■ **Task to carry out**
With spelling and spacing unchanged, write out each line of the material.

(Given information)

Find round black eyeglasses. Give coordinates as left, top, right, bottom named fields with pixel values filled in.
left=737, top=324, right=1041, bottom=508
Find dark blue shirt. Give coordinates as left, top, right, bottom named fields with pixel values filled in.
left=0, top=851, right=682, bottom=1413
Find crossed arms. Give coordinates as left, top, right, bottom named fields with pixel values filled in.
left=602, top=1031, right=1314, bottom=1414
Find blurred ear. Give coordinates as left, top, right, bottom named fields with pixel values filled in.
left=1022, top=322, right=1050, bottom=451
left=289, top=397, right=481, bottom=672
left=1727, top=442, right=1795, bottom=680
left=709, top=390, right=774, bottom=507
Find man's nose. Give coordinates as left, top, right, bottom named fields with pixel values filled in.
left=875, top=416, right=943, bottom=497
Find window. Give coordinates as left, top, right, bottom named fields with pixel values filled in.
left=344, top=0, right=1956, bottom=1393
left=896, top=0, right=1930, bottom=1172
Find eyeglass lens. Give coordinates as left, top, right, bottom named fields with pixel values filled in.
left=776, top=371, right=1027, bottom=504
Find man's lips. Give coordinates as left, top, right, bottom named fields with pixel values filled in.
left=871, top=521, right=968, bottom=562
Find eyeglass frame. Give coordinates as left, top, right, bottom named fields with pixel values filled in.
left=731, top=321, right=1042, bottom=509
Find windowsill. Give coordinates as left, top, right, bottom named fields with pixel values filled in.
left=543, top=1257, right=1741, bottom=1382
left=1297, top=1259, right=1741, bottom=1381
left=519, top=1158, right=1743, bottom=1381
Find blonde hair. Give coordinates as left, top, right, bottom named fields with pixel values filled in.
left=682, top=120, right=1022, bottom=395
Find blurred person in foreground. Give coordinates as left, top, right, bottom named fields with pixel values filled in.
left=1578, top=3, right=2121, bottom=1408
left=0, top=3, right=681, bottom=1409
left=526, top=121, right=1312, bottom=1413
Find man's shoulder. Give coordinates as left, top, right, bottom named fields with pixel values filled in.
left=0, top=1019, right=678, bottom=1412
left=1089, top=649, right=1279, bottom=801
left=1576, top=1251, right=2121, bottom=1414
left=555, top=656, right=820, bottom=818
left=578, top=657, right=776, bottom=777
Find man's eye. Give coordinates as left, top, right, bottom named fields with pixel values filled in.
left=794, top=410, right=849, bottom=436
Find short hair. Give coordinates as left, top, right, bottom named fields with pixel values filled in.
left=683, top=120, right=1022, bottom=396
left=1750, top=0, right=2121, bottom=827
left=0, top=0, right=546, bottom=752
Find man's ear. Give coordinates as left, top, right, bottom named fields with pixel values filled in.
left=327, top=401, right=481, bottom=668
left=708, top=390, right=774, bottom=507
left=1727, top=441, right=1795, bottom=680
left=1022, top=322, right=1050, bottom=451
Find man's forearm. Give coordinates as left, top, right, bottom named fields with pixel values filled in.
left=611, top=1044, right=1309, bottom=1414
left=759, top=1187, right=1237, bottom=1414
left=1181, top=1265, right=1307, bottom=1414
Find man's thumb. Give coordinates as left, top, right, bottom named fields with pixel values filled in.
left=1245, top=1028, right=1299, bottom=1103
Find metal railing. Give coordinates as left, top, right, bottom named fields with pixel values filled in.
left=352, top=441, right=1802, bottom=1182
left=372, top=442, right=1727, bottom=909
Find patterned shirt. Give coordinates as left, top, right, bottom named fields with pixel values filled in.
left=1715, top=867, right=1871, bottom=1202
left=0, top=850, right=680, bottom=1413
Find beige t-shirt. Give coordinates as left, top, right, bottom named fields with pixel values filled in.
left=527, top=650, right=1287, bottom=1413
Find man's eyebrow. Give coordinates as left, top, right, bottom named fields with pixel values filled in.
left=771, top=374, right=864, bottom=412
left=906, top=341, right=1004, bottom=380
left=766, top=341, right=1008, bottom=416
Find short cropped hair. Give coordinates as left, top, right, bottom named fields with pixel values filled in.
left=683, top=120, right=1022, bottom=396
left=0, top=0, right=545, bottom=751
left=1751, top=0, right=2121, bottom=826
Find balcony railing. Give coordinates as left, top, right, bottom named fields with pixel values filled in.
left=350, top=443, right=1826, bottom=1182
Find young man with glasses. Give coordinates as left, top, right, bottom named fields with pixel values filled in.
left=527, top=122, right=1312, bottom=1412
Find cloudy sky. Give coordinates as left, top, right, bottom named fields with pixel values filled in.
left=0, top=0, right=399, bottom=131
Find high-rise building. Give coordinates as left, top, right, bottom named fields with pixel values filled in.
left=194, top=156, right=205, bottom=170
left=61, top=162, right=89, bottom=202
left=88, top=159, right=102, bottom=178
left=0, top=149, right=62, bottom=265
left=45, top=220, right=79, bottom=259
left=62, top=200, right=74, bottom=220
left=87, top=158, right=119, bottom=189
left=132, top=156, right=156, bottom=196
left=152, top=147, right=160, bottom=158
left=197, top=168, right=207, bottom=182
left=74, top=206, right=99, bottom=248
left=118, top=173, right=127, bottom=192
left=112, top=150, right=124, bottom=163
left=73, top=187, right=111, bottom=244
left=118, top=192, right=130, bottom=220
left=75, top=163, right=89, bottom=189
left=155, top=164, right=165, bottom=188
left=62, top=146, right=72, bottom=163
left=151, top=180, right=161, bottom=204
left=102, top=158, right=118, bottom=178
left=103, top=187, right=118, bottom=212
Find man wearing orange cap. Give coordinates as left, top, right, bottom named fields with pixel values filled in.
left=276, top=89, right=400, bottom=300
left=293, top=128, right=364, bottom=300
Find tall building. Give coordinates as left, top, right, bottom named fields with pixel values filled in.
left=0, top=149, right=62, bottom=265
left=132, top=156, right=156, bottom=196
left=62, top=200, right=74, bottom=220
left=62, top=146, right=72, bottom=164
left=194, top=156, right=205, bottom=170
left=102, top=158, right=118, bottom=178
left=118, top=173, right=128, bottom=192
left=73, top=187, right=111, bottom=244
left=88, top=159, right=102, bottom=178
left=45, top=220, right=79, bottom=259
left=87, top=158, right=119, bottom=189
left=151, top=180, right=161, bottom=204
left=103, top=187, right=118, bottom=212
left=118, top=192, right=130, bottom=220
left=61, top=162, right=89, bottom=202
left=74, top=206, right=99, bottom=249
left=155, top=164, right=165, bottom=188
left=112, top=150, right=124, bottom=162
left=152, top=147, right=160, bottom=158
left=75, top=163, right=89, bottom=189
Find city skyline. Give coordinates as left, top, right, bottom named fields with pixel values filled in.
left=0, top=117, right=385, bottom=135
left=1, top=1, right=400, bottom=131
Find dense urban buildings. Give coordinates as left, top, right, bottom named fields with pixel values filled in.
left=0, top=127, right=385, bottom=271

(End Given information)

■ **Response to this exercise**
Find round black eyeglasses. Give coordinates as left, top, right, bottom named fields with pixel values filled in.
left=737, top=324, right=1041, bottom=508
Find dark blue shirt. Give coordinates as left, top, right, bottom named fields with pixel values filled in.
left=0, top=851, right=682, bottom=1413
Find crossed arms. Give coordinates as left, top, right, bottom named fields with pixel values filled in.
left=602, top=1031, right=1314, bottom=1414
Find blurred ear. Give coordinates as left, top, right, bottom named fields with pixel values filled in.
left=1022, top=322, right=1050, bottom=451
left=289, top=397, right=481, bottom=672
left=1727, top=442, right=1795, bottom=680
left=709, top=390, right=774, bottom=507
Find man's nose. Give coordinates as left, top, right, bottom named fields with pixel values filled in.
left=875, top=416, right=943, bottom=497
Find window. Give coordinates as left, top, right, bottom named fields with pixel values filled in.
left=344, top=0, right=1956, bottom=1393
left=896, top=0, right=1930, bottom=1172
Find eyeglass lens. Give coordinates as left, top, right, bottom named fields with pixel values filled in.
left=776, top=371, right=1027, bottom=504
Find man's lips. Give coordinates as left, top, right, bottom named fields with pixel values filled in.
left=871, top=521, right=968, bottom=562
Find eyeglass frame. Give coordinates as left, top, right, bottom named fields with pixel values filled in.
left=731, top=321, right=1042, bottom=509
Find windowsill. Give coordinates as left, top, right, bottom named fields with pixel values filled in.
left=543, top=1257, right=1741, bottom=1382
left=1297, top=1259, right=1741, bottom=1381
left=519, top=1158, right=1743, bottom=1381
Find blonde hair. Give coordinates as left, top, right, bottom named fields with pixel values filled in.
left=682, top=120, right=1022, bottom=395
Find blurred person in foreground. Give coordinates as left, top, right, bottom named fields with pixel values filled in.
left=1578, top=3, right=2121, bottom=1408
left=0, top=3, right=681, bottom=1409
left=526, top=121, right=1312, bottom=1413
Find man's shoulder. Give coordinates as left, top, right, bottom named fields with pixel values filled in.
left=0, top=1019, right=678, bottom=1412
left=1089, top=649, right=1279, bottom=801
left=1576, top=1251, right=2121, bottom=1414
left=555, top=656, right=820, bottom=818
left=578, top=657, right=776, bottom=777
Find man's eye. Give coordinates as left, top, right, bottom named fields with pixel values filled in.
left=794, top=410, right=849, bottom=436
Find short hair. Give coordinates as left, top, right, bottom named fields with pixel values filled in.
left=683, top=120, right=1022, bottom=396
left=1750, top=0, right=2121, bottom=827
left=0, top=0, right=546, bottom=752
Find man's ear. Give coordinates as left, top, right, bottom named fields with pixel values filled in.
left=327, top=401, right=481, bottom=668
left=708, top=390, right=774, bottom=507
left=1727, top=441, right=1795, bottom=680
left=1022, top=322, right=1050, bottom=451
Find man's forearm. Give coordinates as left, top, right, bottom named fields with pixel values filled in.
left=611, top=1044, right=1309, bottom=1414
left=759, top=1187, right=1237, bottom=1414
left=1181, top=1265, right=1307, bottom=1414
Find man's thumb. Give coordinates as left, top, right, bottom named fields with pixel values filled in.
left=1245, top=1028, right=1299, bottom=1103
Find metal railing. Give coordinates as left, top, right, bottom named fields with pixel values filled in.
left=352, top=441, right=1802, bottom=1182
left=372, top=442, right=1727, bottom=909
Find patterned shirt. Give coordinates as left, top, right, bottom named fields with pixel values filled in.
left=1715, top=867, right=1871, bottom=1202
left=0, top=850, right=680, bottom=1413
Find beige t-shirt. Give coordinates as left, top, right, bottom named fields with pixel values filled in.
left=527, top=650, right=1287, bottom=1413
Find man's eyebrow. Give coordinates as left, top, right, bottom named fields with pixel values filled in.
left=771, top=374, right=864, bottom=412
left=906, top=341, right=1004, bottom=380
left=766, top=341, right=1008, bottom=416
Find short cropped hair. Give coordinates as left, top, right, bottom named fields with pixel values filled in.
left=683, top=120, right=1022, bottom=396
left=0, top=0, right=545, bottom=751
left=1751, top=0, right=2121, bottom=826
Find balcony railing. Give coordinates as left, top, right, bottom named fields with pixel values filled in.
left=350, top=443, right=1826, bottom=1182
Find young man with glasses. Give coordinates as left, top, right, bottom named fields with pixel values filled in.
left=527, top=122, right=1312, bottom=1412
Find cloudy sky. Give coordinates as left, top, right, bottom named fields with pixel values filled in.
left=0, top=0, right=399, bottom=131
Find high-rise building. Give coordinates as left, top, right, bottom named fields with pixel values filled in.
left=194, top=156, right=205, bottom=170
left=61, top=162, right=89, bottom=202
left=88, top=159, right=102, bottom=178
left=0, top=149, right=62, bottom=265
left=45, top=220, right=79, bottom=259
left=62, top=200, right=74, bottom=220
left=87, top=158, right=119, bottom=189
left=132, top=156, right=156, bottom=196
left=152, top=147, right=160, bottom=158
left=197, top=168, right=207, bottom=182
left=74, top=206, right=99, bottom=248
left=118, top=173, right=127, bottom=192
left=112, top=150, right=124, bottom=163
left=73, top=187, right=111, bottom=244
left=118, top=192, right=130, bottom=220
left=75, top=163, right=89, bottom=189
left=155, top=164, right=165, bottom=188
left=62, top=146, right=72, bottom=163
left=151, top=180, right=161, bottom=204
left=102, top=158, right=118, bottom=178
left=103, top=187, right=118, bottom=212
Find man wearing orange cap. Give coordinates as left, top, right, bottom named fields with pixel values filled in.
left=276, top=89, right=400, bottom=300
left=293, top=128, right=364, bottom=300
Find tall building. Give coordinates as left, top, right, bottom named fields with pixel values filled in.
left=0, top=149, right=62, bottom=265
left=132, top=156, right=156, bottom=196
left=62, top=200, right=74, bottom=220
left=62, top=146, right=72, bottom=164
left=194, top=156, right=205, bottom=170
left=102, top=158, right=118, bottom=178
left=118, top=173, right=128, bottom=192
left=73, top=187, right=111, bottom=244
left=88, top=159, right=102, bottom=178
left=45, top=220, right=79, bottom=259
left=87, top=158, right=119, bottom=189
left=151, top=180, right=161, bottom=204
left=103, top=187, right=118, bottom=212
left=118, top=192, right=130, bottom=220
left=61, top=162, right=89, bottom=202
left=74, top=206, right=99, bottom=249
left=155, top=164, right=165, bottom=188
left=112, top=150, right=124, bottom=162
left=152, top=147, right=160, bottom=158
left=75, top=163, right=89, bottom=189
Find city skyline. Give coordinates as left, top, right, bottom named fields with pixel values filled in.
left=0, top=117, right=385, bottom=135
left=1, top=1, right=400, bottom=131
Find dense urban buildings. Give coordinates as left, top, right, bottom named fields with pixel values filled in.
left=0, top=127, right=385, bottom=271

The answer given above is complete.